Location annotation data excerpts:
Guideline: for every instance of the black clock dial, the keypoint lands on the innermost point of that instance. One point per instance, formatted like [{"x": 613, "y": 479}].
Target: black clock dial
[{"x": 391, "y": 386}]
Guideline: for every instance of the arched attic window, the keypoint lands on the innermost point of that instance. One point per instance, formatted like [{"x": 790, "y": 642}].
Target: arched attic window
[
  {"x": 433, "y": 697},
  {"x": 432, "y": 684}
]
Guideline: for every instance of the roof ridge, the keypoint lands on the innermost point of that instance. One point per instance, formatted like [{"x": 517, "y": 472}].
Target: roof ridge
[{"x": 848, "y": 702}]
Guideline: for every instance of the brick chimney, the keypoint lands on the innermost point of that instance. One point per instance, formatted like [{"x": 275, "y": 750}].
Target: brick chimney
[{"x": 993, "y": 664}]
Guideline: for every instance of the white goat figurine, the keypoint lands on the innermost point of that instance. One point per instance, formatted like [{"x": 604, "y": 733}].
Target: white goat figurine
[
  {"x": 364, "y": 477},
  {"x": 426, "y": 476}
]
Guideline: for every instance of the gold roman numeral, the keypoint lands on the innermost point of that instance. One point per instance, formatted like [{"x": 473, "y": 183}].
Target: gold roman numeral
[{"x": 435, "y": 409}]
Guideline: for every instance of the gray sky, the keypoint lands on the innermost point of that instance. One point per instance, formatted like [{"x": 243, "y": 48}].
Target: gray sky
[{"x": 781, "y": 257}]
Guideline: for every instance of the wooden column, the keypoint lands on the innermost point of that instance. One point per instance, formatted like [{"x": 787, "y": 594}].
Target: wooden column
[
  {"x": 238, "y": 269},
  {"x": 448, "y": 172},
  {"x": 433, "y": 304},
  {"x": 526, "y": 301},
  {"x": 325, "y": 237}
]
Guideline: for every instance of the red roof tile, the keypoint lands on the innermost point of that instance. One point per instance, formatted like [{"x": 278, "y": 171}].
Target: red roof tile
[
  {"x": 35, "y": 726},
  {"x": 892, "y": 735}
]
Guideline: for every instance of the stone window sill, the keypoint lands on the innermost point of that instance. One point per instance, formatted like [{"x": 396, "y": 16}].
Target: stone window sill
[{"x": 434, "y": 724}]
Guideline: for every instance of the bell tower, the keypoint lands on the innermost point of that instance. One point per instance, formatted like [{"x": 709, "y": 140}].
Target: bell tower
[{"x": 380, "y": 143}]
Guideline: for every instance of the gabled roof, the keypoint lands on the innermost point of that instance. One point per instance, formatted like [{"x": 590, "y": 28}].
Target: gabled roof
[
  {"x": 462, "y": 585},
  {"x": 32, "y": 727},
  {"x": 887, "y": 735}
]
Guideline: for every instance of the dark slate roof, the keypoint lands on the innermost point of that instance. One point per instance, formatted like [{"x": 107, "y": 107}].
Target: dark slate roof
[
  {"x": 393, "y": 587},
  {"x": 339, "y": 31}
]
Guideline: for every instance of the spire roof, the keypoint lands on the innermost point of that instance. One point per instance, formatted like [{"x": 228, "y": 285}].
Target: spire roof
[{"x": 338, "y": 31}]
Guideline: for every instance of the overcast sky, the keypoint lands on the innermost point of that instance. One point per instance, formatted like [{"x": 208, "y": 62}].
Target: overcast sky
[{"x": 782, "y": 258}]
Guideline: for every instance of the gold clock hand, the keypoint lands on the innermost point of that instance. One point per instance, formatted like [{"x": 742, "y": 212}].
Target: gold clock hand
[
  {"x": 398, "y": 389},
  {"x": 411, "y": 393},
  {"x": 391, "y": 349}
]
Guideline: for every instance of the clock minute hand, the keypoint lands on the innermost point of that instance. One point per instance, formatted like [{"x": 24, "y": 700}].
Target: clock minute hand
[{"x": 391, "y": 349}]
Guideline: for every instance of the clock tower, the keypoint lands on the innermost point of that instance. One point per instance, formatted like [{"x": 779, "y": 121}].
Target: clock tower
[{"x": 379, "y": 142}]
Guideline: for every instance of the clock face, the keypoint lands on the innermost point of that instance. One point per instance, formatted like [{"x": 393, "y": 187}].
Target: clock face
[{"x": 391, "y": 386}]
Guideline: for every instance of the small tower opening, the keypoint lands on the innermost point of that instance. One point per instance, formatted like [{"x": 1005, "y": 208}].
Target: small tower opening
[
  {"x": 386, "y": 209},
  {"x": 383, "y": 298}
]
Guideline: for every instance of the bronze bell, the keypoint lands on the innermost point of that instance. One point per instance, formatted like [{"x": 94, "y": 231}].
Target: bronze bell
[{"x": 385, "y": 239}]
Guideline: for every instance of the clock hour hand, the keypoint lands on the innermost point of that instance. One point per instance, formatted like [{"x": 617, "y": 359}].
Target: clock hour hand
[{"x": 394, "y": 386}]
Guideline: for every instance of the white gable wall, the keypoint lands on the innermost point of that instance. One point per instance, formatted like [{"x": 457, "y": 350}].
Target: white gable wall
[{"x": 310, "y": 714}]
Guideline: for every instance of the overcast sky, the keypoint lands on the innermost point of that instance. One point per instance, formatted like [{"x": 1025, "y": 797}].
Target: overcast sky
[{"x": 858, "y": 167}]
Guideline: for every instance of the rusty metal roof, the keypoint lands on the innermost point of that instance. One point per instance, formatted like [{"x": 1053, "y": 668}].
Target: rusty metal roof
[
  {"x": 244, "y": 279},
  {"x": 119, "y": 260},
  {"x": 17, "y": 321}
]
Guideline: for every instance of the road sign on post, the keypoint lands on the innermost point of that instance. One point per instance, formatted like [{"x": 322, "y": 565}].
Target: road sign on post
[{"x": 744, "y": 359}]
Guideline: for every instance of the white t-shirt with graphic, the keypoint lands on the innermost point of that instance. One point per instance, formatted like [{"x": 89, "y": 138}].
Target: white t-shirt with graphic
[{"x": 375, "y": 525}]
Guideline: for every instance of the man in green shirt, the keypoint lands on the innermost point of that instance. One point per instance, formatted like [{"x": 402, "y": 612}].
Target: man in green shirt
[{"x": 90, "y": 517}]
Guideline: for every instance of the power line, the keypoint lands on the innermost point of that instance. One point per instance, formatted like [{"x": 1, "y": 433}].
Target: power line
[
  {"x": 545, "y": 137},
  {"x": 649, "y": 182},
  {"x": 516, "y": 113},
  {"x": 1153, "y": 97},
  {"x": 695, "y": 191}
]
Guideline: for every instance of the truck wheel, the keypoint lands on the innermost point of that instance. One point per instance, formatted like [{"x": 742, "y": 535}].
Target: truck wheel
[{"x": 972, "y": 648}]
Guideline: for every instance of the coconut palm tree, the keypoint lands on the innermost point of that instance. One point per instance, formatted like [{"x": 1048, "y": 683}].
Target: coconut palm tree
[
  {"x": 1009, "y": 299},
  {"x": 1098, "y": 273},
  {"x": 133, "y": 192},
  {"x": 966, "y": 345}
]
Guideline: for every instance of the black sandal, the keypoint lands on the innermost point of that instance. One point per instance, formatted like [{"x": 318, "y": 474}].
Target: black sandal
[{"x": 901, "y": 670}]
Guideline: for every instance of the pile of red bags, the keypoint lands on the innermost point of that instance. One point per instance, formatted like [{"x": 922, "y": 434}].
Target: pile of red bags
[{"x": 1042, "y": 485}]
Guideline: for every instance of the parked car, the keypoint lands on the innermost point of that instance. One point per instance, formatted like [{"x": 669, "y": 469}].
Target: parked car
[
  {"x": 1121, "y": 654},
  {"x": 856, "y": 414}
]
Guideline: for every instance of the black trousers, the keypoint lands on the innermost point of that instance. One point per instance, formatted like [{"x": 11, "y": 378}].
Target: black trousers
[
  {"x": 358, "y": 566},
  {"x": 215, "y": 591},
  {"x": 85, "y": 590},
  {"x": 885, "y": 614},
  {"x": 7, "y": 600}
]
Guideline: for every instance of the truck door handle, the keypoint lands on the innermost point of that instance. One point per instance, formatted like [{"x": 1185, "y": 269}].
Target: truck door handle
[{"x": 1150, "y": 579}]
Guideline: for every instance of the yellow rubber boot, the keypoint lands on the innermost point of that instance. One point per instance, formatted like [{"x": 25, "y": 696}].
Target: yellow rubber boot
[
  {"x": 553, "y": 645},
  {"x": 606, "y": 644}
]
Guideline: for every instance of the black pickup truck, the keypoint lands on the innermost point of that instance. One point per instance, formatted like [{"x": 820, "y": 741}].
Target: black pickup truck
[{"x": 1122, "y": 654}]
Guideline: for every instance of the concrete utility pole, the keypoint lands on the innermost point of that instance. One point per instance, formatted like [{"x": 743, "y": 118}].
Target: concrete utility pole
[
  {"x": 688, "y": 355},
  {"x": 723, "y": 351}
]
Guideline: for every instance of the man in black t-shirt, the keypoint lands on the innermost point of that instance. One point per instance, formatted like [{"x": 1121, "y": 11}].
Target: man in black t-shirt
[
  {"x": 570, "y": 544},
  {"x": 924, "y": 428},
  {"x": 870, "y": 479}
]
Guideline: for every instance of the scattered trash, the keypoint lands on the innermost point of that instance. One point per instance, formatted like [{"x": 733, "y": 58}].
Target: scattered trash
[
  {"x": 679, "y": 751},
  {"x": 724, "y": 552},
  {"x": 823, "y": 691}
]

EXERCISE DESCRIPTION => Duplicate the data verbatim, from the line containing "Guideline: for every instance of the black pickup" through the end of the data.

FINAL RESULT =>
Guideline: for every instance of the black pickup truck, the keypoint lands on the innermost point of that instance. One point per instance, formatted like [{"x": 820, "y": 741}].
Target: black pickup truck
[{"x": 1122, "y": 654}]
Guideline: for every instance of the concrete utility pole, the keypoint lands on the innermost point of that instance. One point per instance, formatted like [{"x": 743, "y": 118}].
Target: concrete utility pole
[
  {"x": 688, "y": 355},
  {"x": 723, "y": 351}
]
Guideline: for every instance of the man in black t-shirt, the keypoint lands on the innermost point of that instance. One point per instance, formatted like [{"x": 1121, "y": 11}].
Target: man in black t-shirt
[
  {"x": 570, "y": 544},
  {"x": 924, "y": 428},
  {"x": 870, "y": 479}
]
Guideline: for every instance of the scattered trash, the keypoint lands on the innermost point of that instance. One point per instance, formatted like [{"x": 733, "y": 58}].
Target: scattered trash
[
  {"x": 679, "y": 751},
  {"x": 724, "y": 552},
  {"x": 823, "y": 691}
]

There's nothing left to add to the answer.